[Dataset entries]
----------

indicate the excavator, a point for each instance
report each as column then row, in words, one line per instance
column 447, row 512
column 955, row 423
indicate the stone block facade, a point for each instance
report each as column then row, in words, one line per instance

----------

◆ **Task goal**:
All lines holding the word "point" must be copied from the data.

◆ **Result**:
indicate the excavator, a point for each instance
indicate the stone block facade, a point for each instance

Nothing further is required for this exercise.